* Document
►
Cromer Pier Ghosts part 3

Full moon over Cromer Pier

It’s fascinating to look at the pictures in Cromer Museum of the packed crowds on Cromer pier, lining the slopes and promenade, peering over into the waves. The only difference defining the separation of centuries, being the Victorian fashions. And it is somehow reassuring to think of them mesmerised by the same glorious sun rising and setting from this very pier. The certainty is comforting but the repeating patterns of human behaviour, a little uncanny.

Once or twice , whilst taking a promenade upon the pier, I have overheard a child speak of their fear of walking above the waves, suspended as it seems, between sea and sky. Their vulnerabilty wrongly scoffed at by the adults ‘in charge’. The children are right to be afraid. Perhaps foolishly, many adults (myself included) have dodged the powerful waves plummeting over the promenade, to stand on the pier in the centre of a storm to enjoy the thrill of the sublime, in awe, soaked to the skin on the shaking pier. But the child’s intuitive fear may recognise the fragility of the pier against these tidal surges. Time after time this pier has been rebuilt. It first existed as more of a jetty in 1392 and throughout the following centuries to this day, is has been battered, destroyed and rebuilt. A symbol perhaps of hopeful human endeavour.
◄
* Problems to work on
[A] Condense the paragraph of the Cromer Pier text that opens with "It’s fascinating to look at the pictures" into two sentences, keeping its main facts.
[B] From the Cromer Pier text, write out the passage starting with "Full moon over" and going on through "a little uncanny.", swapping "Victorian" for "Edwardian".

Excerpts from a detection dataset
►
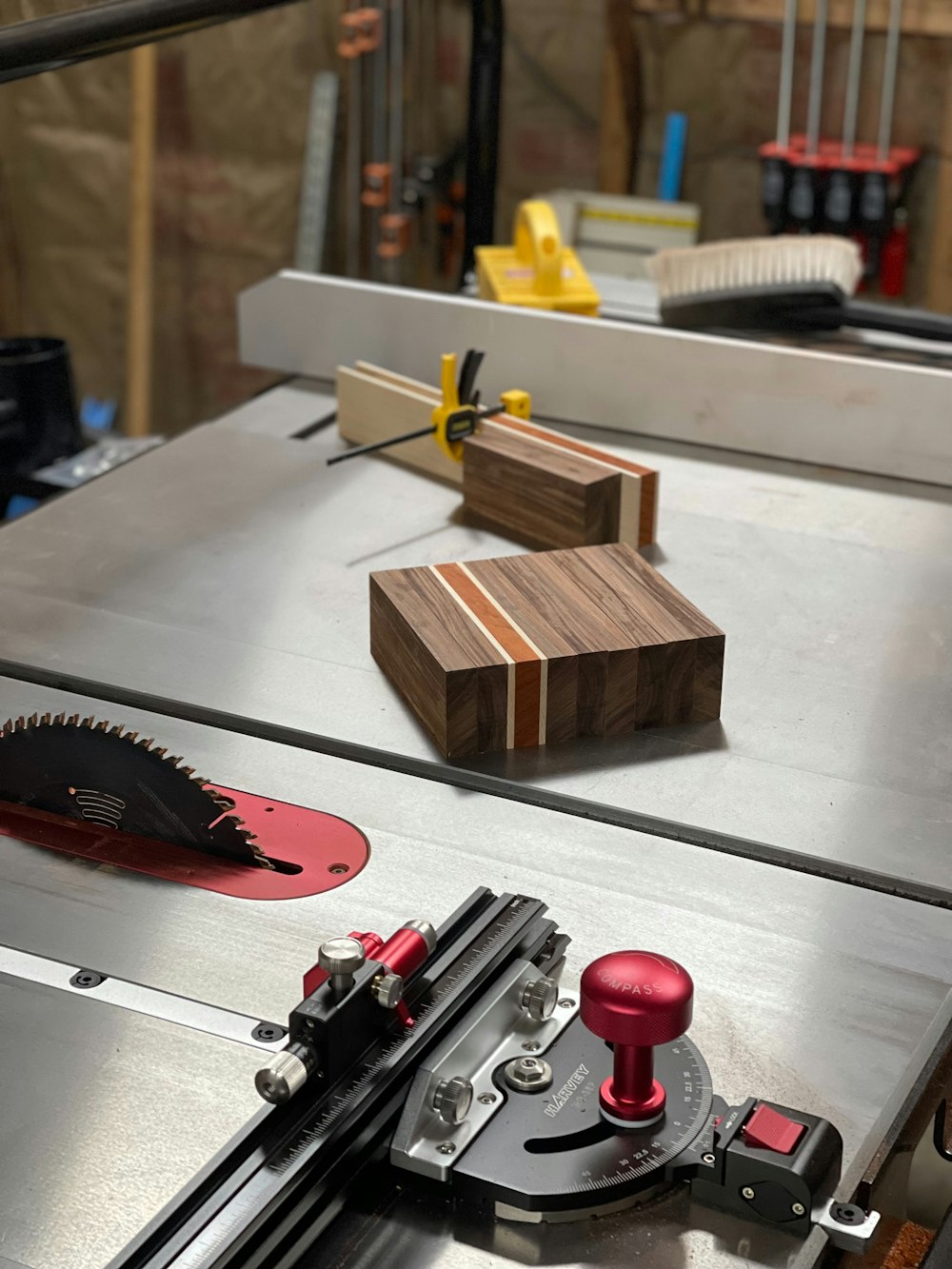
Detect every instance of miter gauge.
[0,713,271,868]
[110,889,879,1269]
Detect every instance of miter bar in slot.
[0,713,271,868]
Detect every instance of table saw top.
[0,680,952,1269]
[0,382,952,902]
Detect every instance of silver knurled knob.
[317,935,367,991]
[433,1075,472,1127]
[370,973,404,1009]
[255,1051,307,1105]
[522,979,559,1022]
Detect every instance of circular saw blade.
[0,714,271,868]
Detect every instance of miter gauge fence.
[0,713,369,899]
[111,889,879,1269]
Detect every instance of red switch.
[742,1101,806,1155]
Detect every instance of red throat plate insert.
[0,784,370,899]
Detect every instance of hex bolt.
[503,1045,552,1093]
[251,1022,287,1044]
[69,969,107,990]
[830,1203,867,1224]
◄
* Solutions per task
[A] Pictures in Cromer Museum show crowds packing Cromer pier, lining the slopes and promenade and peering into the waves, and only their Victorian fashions set them apart from people today. It is reassuring to imagine them captivated by the same sun rising and setting from the pier, though this repetition of human behavior is a little uncanny.

[B]
Full moon over Cromer Pier

It’s fascinating to look at the pictures in Cromer Museum of the packed crowds on Cromer pier, lining the slopes and promenade, peering over into the waves. The only difference defining the separation of centuries, being the Edwardian fashions. And it is somehow reassuring to think of them mesmerised by the same glorious sun rising and setting from this very pier. The certainty is comforting but the repeating patterns of human behaviour, a little uncanny.